#### Exercise requirements
Your task is to copy the records that follow exactly, minus any images.

== Extracted material

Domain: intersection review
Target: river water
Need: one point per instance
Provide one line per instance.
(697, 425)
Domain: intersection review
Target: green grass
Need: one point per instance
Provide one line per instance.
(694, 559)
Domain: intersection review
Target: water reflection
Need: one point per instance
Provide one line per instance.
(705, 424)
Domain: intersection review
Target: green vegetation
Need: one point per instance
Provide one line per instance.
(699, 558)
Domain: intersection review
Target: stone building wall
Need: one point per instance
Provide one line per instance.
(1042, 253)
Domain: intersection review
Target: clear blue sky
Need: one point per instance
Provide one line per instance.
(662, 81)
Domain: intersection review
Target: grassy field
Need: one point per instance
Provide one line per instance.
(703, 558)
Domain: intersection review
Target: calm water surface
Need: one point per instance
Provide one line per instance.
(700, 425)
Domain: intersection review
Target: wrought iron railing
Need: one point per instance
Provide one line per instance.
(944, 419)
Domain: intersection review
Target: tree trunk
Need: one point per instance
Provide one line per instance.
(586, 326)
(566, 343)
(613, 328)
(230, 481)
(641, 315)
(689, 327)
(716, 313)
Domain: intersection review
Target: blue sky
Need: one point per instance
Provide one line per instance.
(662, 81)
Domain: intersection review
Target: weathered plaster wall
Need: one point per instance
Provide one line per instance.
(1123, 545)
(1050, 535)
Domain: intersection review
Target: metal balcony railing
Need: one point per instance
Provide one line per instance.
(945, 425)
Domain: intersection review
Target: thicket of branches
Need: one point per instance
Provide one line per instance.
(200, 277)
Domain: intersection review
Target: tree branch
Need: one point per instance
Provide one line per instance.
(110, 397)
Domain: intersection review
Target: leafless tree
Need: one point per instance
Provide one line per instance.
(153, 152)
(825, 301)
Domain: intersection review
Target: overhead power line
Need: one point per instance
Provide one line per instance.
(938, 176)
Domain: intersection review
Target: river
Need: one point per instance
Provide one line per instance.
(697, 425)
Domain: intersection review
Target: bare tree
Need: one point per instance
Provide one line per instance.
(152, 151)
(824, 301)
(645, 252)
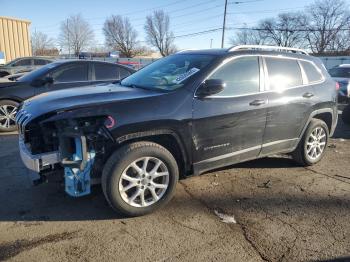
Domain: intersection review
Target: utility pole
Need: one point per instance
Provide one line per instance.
(68, 39)
(223, 26)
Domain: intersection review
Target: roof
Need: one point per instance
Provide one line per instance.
(15, 19)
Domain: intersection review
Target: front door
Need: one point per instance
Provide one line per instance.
(228, 127)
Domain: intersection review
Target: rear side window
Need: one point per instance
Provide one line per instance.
(71, 73)
(123, 72)
(240, 75)
(41, 62)
(23, 62)
(283, 73)
(312, 73)
(106, 72)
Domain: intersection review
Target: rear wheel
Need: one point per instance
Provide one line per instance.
(313, 144)
(139, 178)
(8, 111)
(346, 115)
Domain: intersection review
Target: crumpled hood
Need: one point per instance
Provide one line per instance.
(78, 97)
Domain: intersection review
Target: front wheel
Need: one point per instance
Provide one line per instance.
(139, 178)
(8, 111)
(346, 115)
(313, 144)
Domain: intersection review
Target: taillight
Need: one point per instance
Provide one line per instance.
(337, 86)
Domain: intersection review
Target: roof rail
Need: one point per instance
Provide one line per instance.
(184, 50)
(267, 47)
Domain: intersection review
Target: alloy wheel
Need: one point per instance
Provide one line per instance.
(144, 182)
(316, 143)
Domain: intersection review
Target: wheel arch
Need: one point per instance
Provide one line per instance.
(169, 139)
(326, 115)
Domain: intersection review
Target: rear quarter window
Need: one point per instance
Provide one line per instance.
(283, 73)
(313, 74)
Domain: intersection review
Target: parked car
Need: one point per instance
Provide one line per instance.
(24, 64)
(55, 76)
(182, 115)
(13, 77)
(341, 74)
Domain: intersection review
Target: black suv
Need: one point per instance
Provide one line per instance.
(185, 114)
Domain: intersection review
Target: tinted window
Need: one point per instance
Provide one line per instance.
(71, 73)
(23, 62)
(106, 71)
(340, 72)
(283, 73)
(41, 62)
(169, 73)
(312, 73)
(123, 72)
(240, 75)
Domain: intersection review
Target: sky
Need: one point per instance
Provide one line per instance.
(186, 17)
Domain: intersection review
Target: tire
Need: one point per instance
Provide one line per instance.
(120, 169)
(346, 115)
(304, 154)
(8, 110)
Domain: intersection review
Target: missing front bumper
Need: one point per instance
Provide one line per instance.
(38, 162)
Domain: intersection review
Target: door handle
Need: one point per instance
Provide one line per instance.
(308, 95)
(257, 102)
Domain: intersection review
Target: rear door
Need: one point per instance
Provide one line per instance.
(228, 127)
(290, 101)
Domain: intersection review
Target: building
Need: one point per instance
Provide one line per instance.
(14, 38)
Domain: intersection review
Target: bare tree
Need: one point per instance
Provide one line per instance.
(41, 42)
(76, 34)
(326, 19)
(158, 32)
(120, 35)
(284, 30)
(247, 36)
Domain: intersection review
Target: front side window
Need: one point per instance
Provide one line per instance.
(283, 73)
(240, 75)
(41, 62)
(71, 73)
(168, 73)
(106, 72)
(340, 72)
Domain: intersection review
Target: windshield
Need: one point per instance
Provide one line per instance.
(340, 72)
(37, 73)
(168, 73)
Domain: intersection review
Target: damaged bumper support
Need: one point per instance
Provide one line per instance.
(77, 165)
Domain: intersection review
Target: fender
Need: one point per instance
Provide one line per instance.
(13, 98)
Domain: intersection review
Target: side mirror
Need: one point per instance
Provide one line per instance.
(211, 87)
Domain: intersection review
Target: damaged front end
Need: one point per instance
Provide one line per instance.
(72, 147)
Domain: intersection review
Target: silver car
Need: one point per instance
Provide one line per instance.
(23, 64)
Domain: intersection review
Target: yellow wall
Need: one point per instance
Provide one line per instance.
(14, 38)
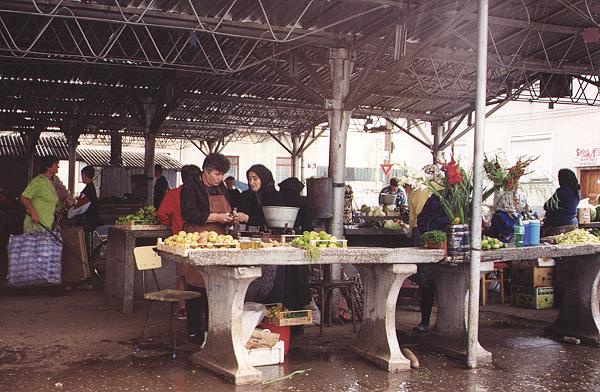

====

#### Answer
Domain: intersection review
Target: river water
Need: one point per instance
Provide one line per instance.
(697, 425)
Domain: intersection review
Target: green grass
Need: one point per instance
Provide one line per instance.
(694, 559)
Domain: intersection review
Target: water reflection
Need: one point per instance
Provide one line per instance.
(705, 424)
Domain: intersection review
Target: green vegetation
Need: one point per instance
Provide one line per instance.
(699, 558)
Domain: intersection review
Target: stone building wall
Need: one point per instance
Provide one line per instance.
(1042, 253)
Domain: intersection review
Target: clear blue sky
Need: one point per instance
Provide one line per instance.
(662, 81)
Domain: intersection review
Target: grassy field
Need: one point per instance
Provide one line per instance.
(703, 558)
Domain: intersection review
Target: calm water surface
Need: one point per instance
Provide one line per instance.
(700, 425)
Domain: intersection review
Target: wrought iron railing
Need: one point per instance
Provide one line per instance.
(944, 419)
Domain: intersection review
Target: tree trunk
Need: one point per instance
Provide one line per instance.
(586, 326)
(566, 343)
(613, 328)
(230, 481)
(641, 315)
(689, 327)
(716, 313)
Domain: intersection review
Target: blue sky
Need: one point per instance
Provide one line per instance.
(662, 81)
Domain: intersection review
Target: weathered plaster wall
Need: one point per instance
Provide one line per instance.
(1123, 545)
(1050, 535)
Domain: intersection review
Target: metal balcony railing
Need: one point per instance
Provide one line per instance.
(945, 425)
Domain: intersection review
Target: thicket of branches
Need: one point per instance
Provide one line per instance.
(200, 277)
Domain: intersection review
Target: tree branch
Need: one point per instance
Provide one line per instance.
(110, 397)
Domain: intersection review
Target: leafless tree
Need: one point per instance
Provide one line per instance.
(153, 152)
(825, 301)
Domain: intersection review
Target: overhead power line
Need: one point per instance
Provide one line per instance.
(938, 176)
Domain: intersection review
Target: river
Need: one point per instance
Provide one line per instance.
(697, 425)
Domain: intersection review
Target: bare tree
Need: one point per instance
Provide one line per instance.
(152, 151)
(824, 301)
(645, 252)
Domain: intersection review
Target: utility pole
Need: one point per instance
Provide one line per instance.
(68, 39)
(223, 26)
Domain: intersection review
Target: roof
Need: one point per instance
Provide one line per instance.
(15, 19)
Domain: intersection review
Target: front door
Need: one point per instance
Provide one line per instance.
(228, 127)
Domain: intersection review
Target: rear side window
Need: one point per instance
Provide one line per instance.
(71, 73)
(123, 72)
(240, 75)
(41, 62)
(23, 62)
(283, 73)
(312, 73)
(106, 72)
Domain: intersection review
Target: rear wheel
Need: one point per instance
Provide one line per instance.
(313, 144)
(139, 178)
(8, 111)
(346, 115)
Domain: intersection review
Target: crumpled hood
Need: one point per instance
Provide one line per instance.
(78, 97)
Domain: intersection review
Target: front wheel
Need: one point per instance
Provide one line per instance.
(139, 178)
(8, 111)
(346, 115)
(313, 144)
Domain: intersection review
Target: taillight
Need: one point per instance
Provide one line per instance.
(337, 86)
Domain: intersection review
Target: roof rail
Need: one point per instance
Provide one line per instance.
(184, 50)
(267, 47)
Domain: intersection review
Target: alloy wheel
Need: one point per instance
Provide one line per instance.
(144, 182)
(316, 143)
Domain: intersection review
Target: wheel arch
Need: one point per instance
Provide one line per instance.
(169, 139)
(326, 115)
Domain: intersection review
Target: rear quarter window
Need: one point per instance
Provide one line per instance.
(283, 73)
(313, 74)
Domain: intersection review
Target: parked car
Need: one point per instance
Provide one line per instance.
(24, 64)
(55, 76)
(182, 115)
(13, 77)
(341, 74)
Domain: intersection review
Target: black suv
Need: one point per instance
Provide one line per instance.
(185, 114)
Domain: intersection review
Target: tinted window
Need: one point per instance
Provide one line per instance.
(71, 73)
(23, 62)
(106, 71)
(340, 72)
(283, 73)
(41, 62)
(169, 73)
(312, 73)
(123, 72)
(240, 75)
Domain: intersection review
Target: sky
Need: one point per instance
Provide one line per instance.
(186, 17)
Domain: intersection review
Target: tire
Need: one point per instance
Provide one line per instance.
(120, 169)
(346, 115)
(304, 154)
(8, 110)
Domain: intersection review
Target: missing front bumper
Need: one point per instance
Provide one line per instance.
(38, 162)
Domain: intersection review
Target: door handle
Need: one point per instance
Provide one line per instance.
(308, 95)
(257, 102)
Domain: intersection review
Target: rear door
Need: one point per instance
Provide one line per instance.
(228, 127)
(290, 101)
Domain: intersection review
Target: building
Need: one point per instance
Provide one line per instance.
(14, 38)
Domain: intersection review
Target: bare tree
Need: one point per instance
Provide one line per instance.
(41, 42)
(76, 34)
(326, 19)
(158, 32)
(120, 35)
(284, 30)
(247, 36)
Domain: intersection review
Target: front side window
Need: one point per instance
Provide one line per instance.
(283, 73)
(240, 75)
(41, 62)
(71, 73)
(168, 73)
(106, 72)
(340, 72)
Domain: intersection review
Target: windshield
Need: one point per instance
Provide one line per instance.
(340, 72)
(37, 73)
(168, 73)
Domain: intersection review
Target: damaged bumper support
Need: one point per instance
Provide one line per instance.
(77, 165)
Domain: intersection review
Target: fender
Need: one point per instance
Provide one line per instance.
(13, 98)
Domain: intersection review
Target: side mirror
Need: one point per instance
Provide one line per instance.
(211, 87)
Domain: intersection review
Target: damaged front end
Need: one point per instance
Provide one line per instance.
(72, 147)
Domain: intersection review
Target: silver car
Need: one point per instance
Provide one line per instance.
(23, 64)
Domain: intersection review
Target: yellow wall
Need: one point per instance
Provide one line per instance.
(14, 38)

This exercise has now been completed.